**Texto selecionado**
++++++++
Anti esquerdismo e anti feminismo dominam

Jornalista analisa 9 mil páginas do Facebook ligadas ao conservadorismo

A jornalista e socióloga Celina Lerner analisou as interações de 9 mil páginas do Facebook ligadas ao conservadorismo e mais de 900 mil comentários feitos entre 2012 e 2018.

Para compreender os principais elementos da mentalidade conservadora no Brasil, a jornalista e socióloga Celina Lerner analisou as interações de 9 mil páginas do Facebook ligadas ao conservadorismo e mais de 900 mil comentários feitos entre 2012 e 2018.  A pesquisa está na sua tese de doutorado apresentada à Universidade Federal do ABC (UFABC).
“A atual expansão das direitas no mundo tem íntima ligação com a ampliação do acesso à Internet. As redes sociais digitais, em especial, possibilitaram que pessoas que se identificam com o conservadorismo encontrassem seu grupo de pertencimento, reelaborassem e reforçassem sua visão de mundo”, afirma.
Lerner explica que iniciou a pesquisa ao montar uma rede com as páginas do Facebook. Assim, identificou os atores ligados ao conservadorismo.
“A rede mostrou que os atores ligados ao conservadorismo distribuem-se entre a esfera religiosa e a esfera política. No campo político, várias frentes se mobilizam em um grande grupo: são páginas anti-feminismo; anti-ateísmo; de defesa do liberalismo econômico; páginas de fãs das Forças Armadas; de militantes pela facilitação do porte de armas; páginas de políticos; de jornalistas; de celebridades midiáticas; de ativistas de internet; de novos movimentos sociais e outros”.
A pesquisadora selecionou sete páginas para colher e analisar os comentários. São elas: Olavo de Carvalho, Direita Conservadora, Padre Paulo Ricardo, Instituto Mises Brasil, Flávio Bolsonaro, Campanha do Armamento e Pesadelo de Qualquer Político 2.0.
“Achei importante ter na amostra páginas que pudessem dar conta, não só do imaginário geral da atual mentalidade conservadora, mas também de questões específicas do campo religioso, da economia e de segurança”, complementa.
Lenner chama a atenção para a centralidade da figura do homem ideal na visão de mundo conservadora.
“O que mais me chamou atenção na pesquisa foi a centralidade do homem na visão de mundo conservadora. Há um ideal de homem que corresponde ao que é bom, sem erros e sem máculas, e em torno do qual tudo se define. O que está próximo a ele é igualmente bom. Já, o que difere dele é ruim e é entendido como uma ameaça da qual é preciso se proteger com o uso da força”.
++++++++
**Trechos da listagem**
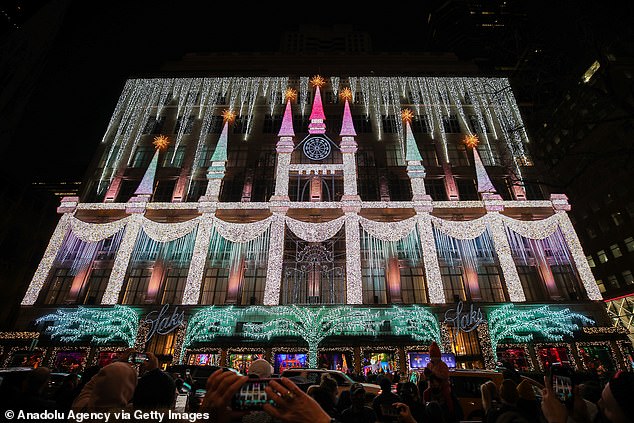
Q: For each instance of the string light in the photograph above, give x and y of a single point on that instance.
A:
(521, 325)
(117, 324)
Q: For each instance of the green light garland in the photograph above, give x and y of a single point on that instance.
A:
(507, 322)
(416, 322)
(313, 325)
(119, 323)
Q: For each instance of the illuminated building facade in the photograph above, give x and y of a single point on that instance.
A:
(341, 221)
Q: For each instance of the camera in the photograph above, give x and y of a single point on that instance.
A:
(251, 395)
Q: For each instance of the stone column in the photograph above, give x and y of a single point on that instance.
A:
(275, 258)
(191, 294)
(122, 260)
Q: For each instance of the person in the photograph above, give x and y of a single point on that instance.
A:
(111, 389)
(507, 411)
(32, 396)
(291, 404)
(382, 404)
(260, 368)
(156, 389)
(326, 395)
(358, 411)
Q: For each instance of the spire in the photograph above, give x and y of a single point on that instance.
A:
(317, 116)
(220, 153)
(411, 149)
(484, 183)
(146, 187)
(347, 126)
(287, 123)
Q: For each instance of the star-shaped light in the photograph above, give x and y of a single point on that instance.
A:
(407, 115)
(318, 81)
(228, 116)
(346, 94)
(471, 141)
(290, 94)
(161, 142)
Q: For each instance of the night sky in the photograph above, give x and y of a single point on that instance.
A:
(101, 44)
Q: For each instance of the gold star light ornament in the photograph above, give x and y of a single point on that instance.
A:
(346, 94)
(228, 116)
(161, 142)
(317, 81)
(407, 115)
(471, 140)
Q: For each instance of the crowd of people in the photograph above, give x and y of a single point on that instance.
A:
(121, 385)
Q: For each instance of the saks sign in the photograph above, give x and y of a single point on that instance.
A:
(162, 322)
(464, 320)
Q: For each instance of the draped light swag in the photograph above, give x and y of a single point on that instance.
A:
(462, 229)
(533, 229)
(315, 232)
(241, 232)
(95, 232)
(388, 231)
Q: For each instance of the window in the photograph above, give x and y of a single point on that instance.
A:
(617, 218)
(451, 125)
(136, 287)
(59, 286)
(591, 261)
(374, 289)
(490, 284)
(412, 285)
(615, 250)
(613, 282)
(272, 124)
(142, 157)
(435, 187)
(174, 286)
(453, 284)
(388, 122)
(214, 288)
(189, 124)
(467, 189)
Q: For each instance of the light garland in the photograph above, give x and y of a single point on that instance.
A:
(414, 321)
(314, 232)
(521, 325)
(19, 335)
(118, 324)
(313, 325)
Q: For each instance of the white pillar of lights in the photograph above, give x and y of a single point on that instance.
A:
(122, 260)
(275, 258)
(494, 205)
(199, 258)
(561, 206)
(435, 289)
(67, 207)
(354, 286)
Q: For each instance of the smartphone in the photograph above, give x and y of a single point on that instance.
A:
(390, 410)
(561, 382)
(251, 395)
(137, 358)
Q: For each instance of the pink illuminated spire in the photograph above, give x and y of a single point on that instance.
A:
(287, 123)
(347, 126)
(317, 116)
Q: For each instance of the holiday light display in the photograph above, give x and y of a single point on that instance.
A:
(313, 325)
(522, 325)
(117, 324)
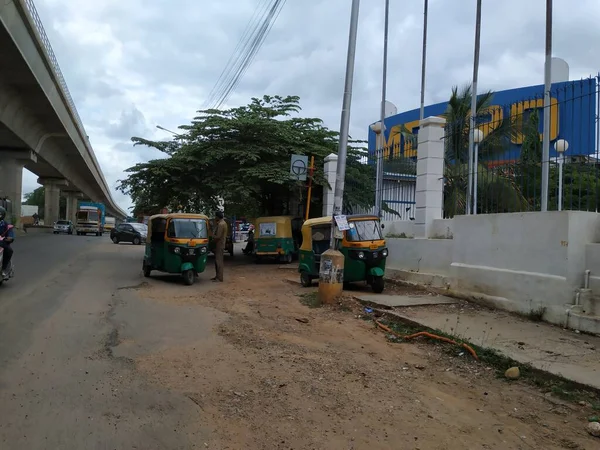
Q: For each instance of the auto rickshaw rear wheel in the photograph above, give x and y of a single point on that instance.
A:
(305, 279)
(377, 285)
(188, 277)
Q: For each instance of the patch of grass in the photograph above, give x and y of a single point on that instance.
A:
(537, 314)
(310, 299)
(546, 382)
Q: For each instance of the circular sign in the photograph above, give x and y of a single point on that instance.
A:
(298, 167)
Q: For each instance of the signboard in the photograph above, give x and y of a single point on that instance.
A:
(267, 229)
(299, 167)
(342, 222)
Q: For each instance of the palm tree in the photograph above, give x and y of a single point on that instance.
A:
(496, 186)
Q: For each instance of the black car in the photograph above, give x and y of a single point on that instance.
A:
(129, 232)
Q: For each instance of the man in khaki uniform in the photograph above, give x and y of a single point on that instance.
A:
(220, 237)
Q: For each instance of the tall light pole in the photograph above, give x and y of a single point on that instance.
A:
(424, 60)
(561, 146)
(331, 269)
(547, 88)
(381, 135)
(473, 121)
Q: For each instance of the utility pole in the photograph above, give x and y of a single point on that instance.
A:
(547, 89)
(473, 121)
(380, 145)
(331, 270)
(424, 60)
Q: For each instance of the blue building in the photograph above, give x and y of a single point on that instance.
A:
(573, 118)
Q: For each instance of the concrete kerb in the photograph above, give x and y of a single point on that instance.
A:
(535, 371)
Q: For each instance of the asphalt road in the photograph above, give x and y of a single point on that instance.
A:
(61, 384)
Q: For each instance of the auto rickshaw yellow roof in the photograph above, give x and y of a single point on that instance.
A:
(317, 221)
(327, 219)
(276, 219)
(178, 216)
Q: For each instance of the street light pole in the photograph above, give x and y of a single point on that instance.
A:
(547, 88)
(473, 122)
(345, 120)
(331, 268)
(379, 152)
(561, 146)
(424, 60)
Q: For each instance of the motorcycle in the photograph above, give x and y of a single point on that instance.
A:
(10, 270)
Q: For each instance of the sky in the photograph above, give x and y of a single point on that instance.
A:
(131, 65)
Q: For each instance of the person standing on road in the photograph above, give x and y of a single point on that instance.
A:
++++++++
**Objetivo**
Resuma em duas frases o texto sobre a pesquisa de Celina Lerner a respeito do conservadorismo no Facebook. A listagem não é necessária para esta tarefa.

**Solução**
Em sua tese de doutorado apresentada à UFABC, a jornalista e socióloga Celina Lerner analisou as interações de 9 mil páginas do Facebook ligadas ao conservadorismo e mais de 900 mil comentários feitos entre 2012 e 2018. A rede que ela montou mostrou que esses atores se distribuem entre a esfera religiosa e a esfera política, e o que mais lhe chamou atenção foi a centralidade de um ideal de homem na visão de mundo conservadora: o que difere dele é visto como ameaça da qual é preciso se proteger com o uso da força.